• **Article**:
※

I can tell you what it was like to walk into the death chamber - the kleig lights making it look like a tiny stage, the exhaust fan with mint green paint chips hanging from it, remnants of days when executions were done by electrocution. Silver brackets hung on the wall, ready to be adorned with IVs and used for lethal injections. Despite a moratorium on executions in Illinois, the red phone was still on the wall, awaiting a call from the governor to halt everything. And a few steps down and visible through a Plexiglas wall was the gallery. Where people could watch someone else be killed.

I can describe all these things in more detail. I will in my future book. But I don't know if I will ever be able to describe the energy of the place, the feeling of being in that round house, the vibrations that coursed through our bodies as we stood in the death chamber. How do you write those feelings? I suppose I "know" them now. But I can't find the words. "Jumping out of my skin" is way overused. So I need some suggestions. Got any? To use another cliche, I'm all ears.

8 comments:

Libby Hellmann said...

Wonderful post, Laura. You captured such telling details. I went to Cook County jail maybe six years ago -- I remember when we walked into the main corridor, and I heard the door clang shut behind me, I immediately became claustrophobic. My chest got tight and it was hard to breath. I wanted to escape. Right away. Fortunately, I could.

Barbara D'Amato said...

You don't know if you'll ever be able to "capture the energy of the place."

Laura, you just did.

I've been in several prisons and your description is perfect.

Dana King said...

I'm in the process of reading THE FRIENDS OF EDDIE COYLE again, and I'm struck with the amount of atmosphere Higgins created through nothing but dialog that describes little of nothing about where the speakers are, or with a couple of peripheral events. (A legless man selling papers. Hare Krishnas soliciting contributions.)

Don't worry too much about how well your words convey what you were feeling. It will be there, "between the lines," if nowhere else.

David Heinzmann said...

Terrific post, Laura. Having been in a few prisons, including Stateville, you clearly have the feel of the place. One thing I was struck by in your description, however, was the hooting and taunting from inmates. Whenever I've been in the cellblocks of a prison, or Cook County Jail, there have been no women along, and I found inmates to be much more subdued.

Laura Caldwell said...

Thanks guys, much appreciated. Libby I think the sheer physicality you pointed out--ribs clenching, breath short--does a lot to show that energy. Muchas gracias.

Laura Caldwell said...

Dave: By the way, in addition to my law students (both male and female) being remarkably smart and motivated, they are very attractive. So they got a big reaction. Well deserved.

※

• **Available data**:
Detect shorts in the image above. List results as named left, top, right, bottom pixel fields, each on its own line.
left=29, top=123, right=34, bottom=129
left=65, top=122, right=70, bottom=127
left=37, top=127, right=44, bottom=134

※

In the post about visiting the death chamber, what was still on the wall despite Illinois's moratorium on executions?

The red phone, awaiting a call from the governor to halt everything.